▸ PROBLEM STATEMENT
Identify every line in the rows below that contains the string "green" and copy each one. Match case exactly.

▸ PROVIDED ENTRIES
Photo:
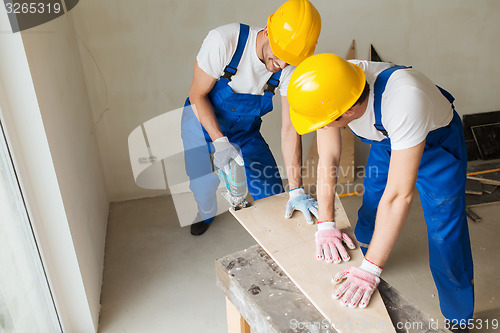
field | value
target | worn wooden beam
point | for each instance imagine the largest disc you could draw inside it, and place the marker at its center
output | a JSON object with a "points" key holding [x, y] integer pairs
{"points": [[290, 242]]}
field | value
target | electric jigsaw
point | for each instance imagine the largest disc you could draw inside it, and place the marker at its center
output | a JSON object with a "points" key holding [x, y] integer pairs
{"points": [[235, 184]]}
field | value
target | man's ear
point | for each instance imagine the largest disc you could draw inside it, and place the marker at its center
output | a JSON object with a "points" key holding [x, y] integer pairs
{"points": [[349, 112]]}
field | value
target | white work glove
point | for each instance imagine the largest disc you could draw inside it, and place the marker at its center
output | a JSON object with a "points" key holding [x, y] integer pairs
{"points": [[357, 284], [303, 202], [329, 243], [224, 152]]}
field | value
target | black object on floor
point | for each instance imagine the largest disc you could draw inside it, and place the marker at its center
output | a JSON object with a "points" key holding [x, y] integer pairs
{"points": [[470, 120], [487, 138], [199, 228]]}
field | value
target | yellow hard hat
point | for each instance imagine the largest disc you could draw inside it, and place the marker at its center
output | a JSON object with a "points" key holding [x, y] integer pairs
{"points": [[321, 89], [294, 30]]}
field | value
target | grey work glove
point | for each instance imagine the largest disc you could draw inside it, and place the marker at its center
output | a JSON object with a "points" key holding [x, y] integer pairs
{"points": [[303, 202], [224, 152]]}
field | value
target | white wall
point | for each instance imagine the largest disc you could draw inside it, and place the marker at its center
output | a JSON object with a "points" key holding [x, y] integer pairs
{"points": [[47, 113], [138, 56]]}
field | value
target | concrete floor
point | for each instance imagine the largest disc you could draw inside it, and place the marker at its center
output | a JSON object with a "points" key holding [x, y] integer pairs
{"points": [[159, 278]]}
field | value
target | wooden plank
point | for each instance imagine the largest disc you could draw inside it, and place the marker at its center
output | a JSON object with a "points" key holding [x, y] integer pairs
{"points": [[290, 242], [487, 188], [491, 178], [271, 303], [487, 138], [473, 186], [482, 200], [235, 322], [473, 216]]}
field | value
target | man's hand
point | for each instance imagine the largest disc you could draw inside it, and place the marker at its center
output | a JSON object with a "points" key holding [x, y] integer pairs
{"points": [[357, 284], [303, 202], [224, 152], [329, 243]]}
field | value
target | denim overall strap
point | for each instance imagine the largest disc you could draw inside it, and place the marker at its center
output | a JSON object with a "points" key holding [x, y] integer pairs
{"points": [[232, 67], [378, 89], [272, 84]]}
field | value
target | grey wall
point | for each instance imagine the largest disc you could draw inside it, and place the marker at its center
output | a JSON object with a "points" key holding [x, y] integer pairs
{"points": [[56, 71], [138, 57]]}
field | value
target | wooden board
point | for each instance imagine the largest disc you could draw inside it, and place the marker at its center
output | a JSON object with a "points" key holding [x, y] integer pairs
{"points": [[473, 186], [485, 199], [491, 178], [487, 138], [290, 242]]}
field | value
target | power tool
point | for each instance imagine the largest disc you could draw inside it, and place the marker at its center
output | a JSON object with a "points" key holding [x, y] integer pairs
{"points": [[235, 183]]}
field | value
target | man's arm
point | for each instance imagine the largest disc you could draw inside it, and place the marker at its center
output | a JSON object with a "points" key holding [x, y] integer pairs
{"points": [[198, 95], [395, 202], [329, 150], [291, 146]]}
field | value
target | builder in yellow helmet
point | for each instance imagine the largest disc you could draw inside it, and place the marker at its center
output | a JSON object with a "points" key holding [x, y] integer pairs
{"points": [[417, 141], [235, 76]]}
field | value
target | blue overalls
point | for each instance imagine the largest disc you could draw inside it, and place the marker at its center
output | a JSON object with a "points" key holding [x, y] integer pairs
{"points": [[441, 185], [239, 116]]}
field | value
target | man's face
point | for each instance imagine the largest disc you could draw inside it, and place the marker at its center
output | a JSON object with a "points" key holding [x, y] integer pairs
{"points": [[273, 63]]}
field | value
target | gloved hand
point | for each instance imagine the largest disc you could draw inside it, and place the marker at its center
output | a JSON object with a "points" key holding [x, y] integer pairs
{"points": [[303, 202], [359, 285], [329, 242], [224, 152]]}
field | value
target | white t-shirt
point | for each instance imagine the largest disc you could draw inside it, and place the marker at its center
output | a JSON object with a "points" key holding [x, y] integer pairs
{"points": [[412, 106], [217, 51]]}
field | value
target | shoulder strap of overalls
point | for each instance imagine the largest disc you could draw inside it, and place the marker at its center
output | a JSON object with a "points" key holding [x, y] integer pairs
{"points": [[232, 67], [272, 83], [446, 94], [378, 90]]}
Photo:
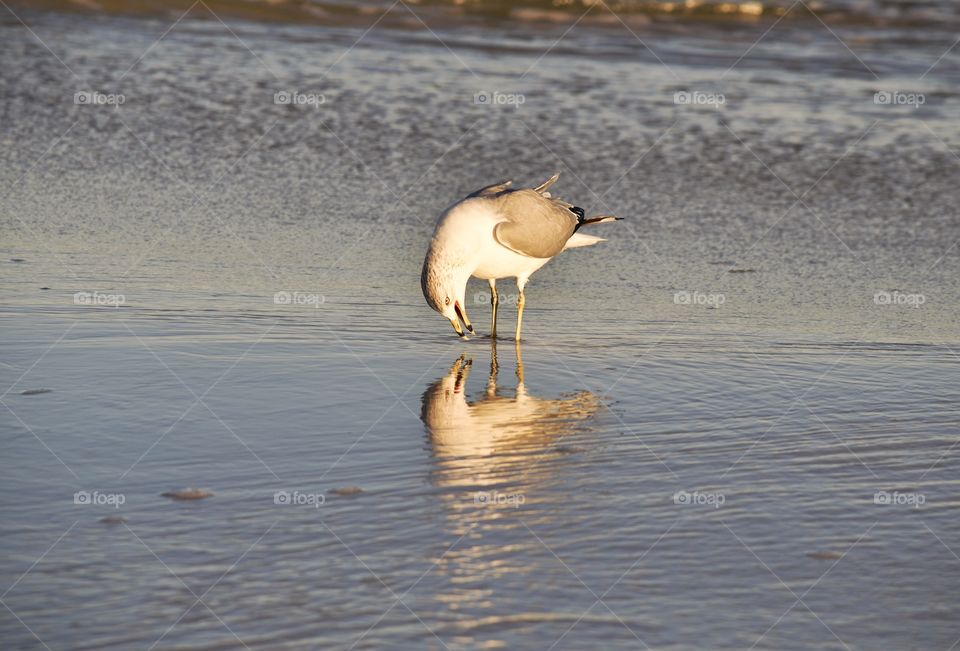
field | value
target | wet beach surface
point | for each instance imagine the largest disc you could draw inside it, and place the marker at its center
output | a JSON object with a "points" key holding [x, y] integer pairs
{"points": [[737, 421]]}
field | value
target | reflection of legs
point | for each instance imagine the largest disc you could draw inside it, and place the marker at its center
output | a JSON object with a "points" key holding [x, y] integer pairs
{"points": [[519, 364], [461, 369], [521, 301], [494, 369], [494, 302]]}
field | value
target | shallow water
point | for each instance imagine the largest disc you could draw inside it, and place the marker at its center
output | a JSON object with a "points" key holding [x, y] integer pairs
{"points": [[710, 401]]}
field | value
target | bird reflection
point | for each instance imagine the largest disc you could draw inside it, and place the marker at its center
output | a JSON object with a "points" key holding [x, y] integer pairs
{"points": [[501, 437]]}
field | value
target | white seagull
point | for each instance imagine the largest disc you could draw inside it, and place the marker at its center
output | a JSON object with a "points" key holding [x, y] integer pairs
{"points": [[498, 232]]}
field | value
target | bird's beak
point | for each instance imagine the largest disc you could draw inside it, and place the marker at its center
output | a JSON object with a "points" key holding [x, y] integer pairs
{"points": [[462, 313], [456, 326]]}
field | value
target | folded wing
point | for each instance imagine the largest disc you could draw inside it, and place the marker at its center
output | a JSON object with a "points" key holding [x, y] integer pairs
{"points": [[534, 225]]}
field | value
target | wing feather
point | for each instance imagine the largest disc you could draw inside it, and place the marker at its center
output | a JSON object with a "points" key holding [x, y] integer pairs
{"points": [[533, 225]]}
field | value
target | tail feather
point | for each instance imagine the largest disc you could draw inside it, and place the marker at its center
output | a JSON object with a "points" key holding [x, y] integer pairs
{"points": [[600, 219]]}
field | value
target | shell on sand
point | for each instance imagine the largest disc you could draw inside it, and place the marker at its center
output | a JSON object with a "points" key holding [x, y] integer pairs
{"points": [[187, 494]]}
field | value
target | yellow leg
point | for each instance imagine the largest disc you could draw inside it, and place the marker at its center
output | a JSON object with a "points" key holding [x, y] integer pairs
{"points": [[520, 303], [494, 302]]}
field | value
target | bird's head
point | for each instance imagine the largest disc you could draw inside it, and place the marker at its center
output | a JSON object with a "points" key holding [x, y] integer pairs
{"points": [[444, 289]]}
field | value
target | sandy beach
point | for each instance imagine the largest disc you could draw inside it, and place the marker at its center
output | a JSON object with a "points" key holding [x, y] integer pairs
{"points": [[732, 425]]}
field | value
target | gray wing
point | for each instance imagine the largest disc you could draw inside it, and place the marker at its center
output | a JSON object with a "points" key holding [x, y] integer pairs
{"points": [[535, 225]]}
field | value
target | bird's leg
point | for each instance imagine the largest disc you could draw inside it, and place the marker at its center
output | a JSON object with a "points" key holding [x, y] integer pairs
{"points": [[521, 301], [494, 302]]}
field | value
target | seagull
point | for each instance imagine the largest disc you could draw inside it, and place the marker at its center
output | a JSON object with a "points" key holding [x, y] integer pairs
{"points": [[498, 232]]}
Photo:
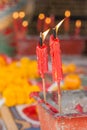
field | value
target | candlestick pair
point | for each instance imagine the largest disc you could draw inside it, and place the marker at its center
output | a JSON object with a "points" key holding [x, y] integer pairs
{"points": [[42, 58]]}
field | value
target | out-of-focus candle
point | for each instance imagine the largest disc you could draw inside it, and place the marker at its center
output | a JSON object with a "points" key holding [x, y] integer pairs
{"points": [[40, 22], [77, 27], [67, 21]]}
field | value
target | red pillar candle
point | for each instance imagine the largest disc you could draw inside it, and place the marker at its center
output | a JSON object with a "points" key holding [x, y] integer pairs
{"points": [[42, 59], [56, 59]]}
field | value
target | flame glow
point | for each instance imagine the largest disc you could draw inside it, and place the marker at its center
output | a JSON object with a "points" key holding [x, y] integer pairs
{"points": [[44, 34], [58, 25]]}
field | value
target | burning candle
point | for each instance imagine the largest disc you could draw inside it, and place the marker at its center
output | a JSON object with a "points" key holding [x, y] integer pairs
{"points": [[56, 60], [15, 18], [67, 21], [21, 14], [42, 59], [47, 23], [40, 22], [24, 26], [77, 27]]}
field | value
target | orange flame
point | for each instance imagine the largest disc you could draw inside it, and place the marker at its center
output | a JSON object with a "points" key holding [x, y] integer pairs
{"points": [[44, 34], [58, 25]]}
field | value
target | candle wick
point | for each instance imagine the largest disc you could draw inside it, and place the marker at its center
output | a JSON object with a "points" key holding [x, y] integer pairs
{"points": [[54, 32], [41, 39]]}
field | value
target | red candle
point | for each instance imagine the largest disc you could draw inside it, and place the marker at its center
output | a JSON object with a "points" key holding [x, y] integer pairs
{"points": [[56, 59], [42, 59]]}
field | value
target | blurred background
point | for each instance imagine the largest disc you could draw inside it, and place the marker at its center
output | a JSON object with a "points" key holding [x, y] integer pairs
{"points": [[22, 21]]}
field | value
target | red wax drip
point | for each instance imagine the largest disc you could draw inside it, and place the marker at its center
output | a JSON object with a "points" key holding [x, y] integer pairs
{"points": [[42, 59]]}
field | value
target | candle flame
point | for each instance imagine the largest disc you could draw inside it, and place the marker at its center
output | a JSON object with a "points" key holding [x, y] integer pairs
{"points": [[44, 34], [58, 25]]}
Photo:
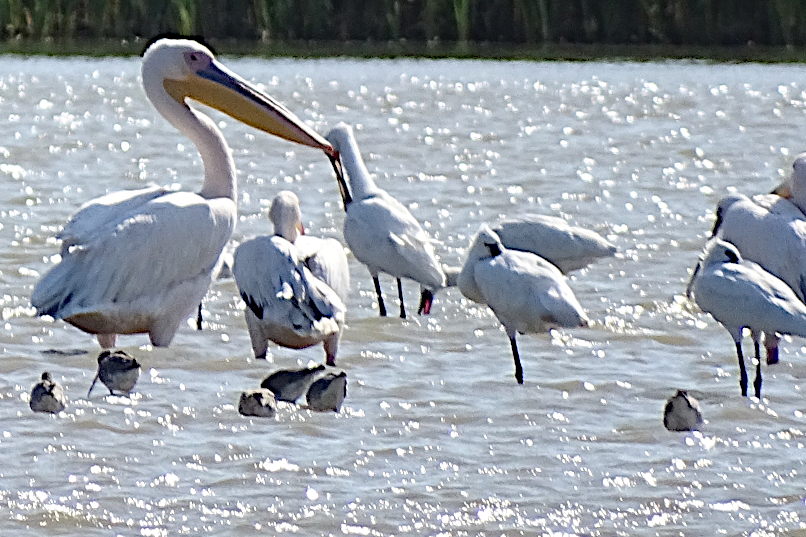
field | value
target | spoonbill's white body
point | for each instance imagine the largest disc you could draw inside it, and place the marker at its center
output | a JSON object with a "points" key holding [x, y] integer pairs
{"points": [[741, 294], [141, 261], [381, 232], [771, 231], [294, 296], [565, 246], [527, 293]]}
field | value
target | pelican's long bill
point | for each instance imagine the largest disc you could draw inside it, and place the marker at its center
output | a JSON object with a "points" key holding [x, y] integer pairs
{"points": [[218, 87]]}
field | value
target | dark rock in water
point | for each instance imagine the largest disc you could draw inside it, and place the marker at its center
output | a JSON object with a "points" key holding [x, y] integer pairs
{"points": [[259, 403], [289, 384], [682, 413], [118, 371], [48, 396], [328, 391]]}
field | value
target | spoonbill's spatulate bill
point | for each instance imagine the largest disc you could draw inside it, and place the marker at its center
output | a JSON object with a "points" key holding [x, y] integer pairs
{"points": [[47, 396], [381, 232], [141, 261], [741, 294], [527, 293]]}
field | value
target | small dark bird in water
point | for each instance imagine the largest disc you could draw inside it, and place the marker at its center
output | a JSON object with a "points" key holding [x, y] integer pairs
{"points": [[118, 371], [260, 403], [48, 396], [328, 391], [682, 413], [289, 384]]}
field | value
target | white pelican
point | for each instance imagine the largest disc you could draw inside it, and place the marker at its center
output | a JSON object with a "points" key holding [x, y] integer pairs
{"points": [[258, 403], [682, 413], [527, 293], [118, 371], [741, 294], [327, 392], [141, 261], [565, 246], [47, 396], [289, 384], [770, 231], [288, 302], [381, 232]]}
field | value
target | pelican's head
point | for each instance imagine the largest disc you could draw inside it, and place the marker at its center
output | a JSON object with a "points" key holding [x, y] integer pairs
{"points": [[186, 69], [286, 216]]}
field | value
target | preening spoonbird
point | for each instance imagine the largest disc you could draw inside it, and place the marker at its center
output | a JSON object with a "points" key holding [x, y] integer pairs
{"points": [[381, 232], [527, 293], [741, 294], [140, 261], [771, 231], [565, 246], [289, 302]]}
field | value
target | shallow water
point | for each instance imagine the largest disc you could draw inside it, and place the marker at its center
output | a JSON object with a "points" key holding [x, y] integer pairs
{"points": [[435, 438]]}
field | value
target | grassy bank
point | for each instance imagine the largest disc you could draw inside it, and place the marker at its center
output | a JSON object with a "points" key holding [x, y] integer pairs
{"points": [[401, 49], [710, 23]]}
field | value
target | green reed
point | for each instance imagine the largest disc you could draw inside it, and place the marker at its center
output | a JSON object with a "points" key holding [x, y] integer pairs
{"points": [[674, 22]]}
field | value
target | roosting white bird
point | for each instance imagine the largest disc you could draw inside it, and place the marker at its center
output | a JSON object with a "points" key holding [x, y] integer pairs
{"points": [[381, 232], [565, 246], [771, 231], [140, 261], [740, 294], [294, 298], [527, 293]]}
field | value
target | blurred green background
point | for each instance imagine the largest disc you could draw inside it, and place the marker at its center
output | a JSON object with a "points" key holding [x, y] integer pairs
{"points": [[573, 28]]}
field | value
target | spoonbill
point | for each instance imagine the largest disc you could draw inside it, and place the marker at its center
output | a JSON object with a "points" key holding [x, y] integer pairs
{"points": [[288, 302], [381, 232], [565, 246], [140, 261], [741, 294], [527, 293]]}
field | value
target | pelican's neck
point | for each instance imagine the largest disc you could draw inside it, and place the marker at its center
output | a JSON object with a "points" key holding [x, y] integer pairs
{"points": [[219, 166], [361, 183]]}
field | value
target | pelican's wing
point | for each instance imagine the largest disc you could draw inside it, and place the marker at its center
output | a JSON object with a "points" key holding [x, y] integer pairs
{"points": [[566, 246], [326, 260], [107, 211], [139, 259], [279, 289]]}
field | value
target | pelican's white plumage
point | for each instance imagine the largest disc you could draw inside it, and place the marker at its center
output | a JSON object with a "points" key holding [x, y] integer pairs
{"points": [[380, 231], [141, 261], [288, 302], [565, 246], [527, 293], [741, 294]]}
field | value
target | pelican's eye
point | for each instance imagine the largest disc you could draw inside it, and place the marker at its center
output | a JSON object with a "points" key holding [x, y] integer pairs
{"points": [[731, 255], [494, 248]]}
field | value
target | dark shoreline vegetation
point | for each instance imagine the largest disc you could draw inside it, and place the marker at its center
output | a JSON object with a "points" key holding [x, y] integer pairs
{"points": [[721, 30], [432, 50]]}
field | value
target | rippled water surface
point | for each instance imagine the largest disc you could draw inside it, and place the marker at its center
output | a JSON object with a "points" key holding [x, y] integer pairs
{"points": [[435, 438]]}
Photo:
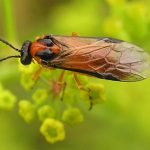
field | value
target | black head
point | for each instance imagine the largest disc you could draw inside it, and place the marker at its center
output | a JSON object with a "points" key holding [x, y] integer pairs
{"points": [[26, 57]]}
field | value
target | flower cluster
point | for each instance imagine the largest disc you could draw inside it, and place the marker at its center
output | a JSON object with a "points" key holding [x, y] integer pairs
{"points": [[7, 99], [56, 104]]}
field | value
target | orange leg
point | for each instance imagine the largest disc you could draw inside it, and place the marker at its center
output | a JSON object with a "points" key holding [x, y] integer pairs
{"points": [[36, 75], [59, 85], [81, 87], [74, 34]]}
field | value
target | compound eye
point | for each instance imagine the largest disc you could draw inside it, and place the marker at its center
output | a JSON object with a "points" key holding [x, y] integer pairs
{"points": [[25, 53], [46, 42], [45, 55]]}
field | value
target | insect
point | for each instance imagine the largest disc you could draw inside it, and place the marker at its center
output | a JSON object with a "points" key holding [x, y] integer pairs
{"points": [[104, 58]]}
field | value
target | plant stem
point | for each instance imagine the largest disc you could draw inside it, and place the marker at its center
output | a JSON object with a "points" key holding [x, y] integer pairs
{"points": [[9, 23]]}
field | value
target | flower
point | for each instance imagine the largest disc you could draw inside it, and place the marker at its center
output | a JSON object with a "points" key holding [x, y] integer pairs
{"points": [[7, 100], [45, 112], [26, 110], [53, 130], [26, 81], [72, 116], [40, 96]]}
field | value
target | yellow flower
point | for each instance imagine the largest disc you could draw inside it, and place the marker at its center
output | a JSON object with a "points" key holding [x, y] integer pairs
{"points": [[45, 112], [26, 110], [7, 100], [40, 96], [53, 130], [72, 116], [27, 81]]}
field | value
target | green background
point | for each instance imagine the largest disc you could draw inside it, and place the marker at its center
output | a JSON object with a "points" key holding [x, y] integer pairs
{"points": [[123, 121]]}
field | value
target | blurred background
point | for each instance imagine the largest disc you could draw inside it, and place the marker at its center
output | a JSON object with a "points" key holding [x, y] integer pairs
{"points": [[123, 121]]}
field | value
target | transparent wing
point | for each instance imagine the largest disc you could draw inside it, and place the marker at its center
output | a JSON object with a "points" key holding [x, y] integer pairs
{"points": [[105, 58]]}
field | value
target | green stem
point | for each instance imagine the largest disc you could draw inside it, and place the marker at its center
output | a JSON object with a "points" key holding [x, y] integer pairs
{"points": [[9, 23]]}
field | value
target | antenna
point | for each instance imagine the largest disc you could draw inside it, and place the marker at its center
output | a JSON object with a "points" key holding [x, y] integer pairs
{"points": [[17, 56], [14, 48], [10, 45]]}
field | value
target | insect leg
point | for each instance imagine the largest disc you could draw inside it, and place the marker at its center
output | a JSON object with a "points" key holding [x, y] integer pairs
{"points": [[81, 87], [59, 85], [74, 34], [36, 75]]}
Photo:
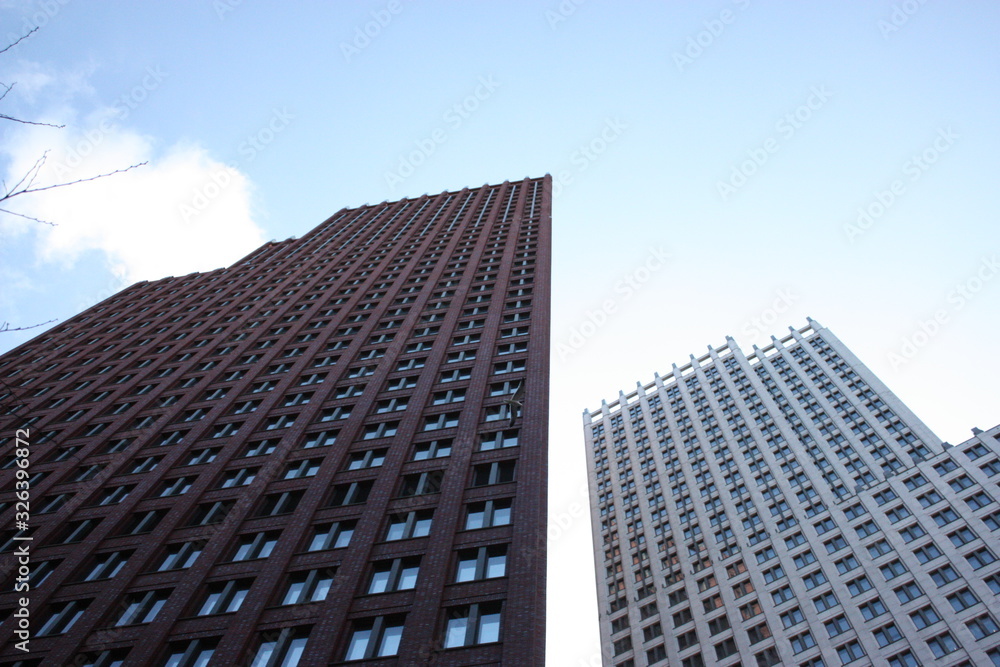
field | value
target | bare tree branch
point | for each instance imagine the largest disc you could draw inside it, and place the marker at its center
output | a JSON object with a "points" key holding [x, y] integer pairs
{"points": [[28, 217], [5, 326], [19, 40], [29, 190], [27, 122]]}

▸ CORRECT RESPONSE
target | green reed
target | blurred green background
target | green background
target | green stem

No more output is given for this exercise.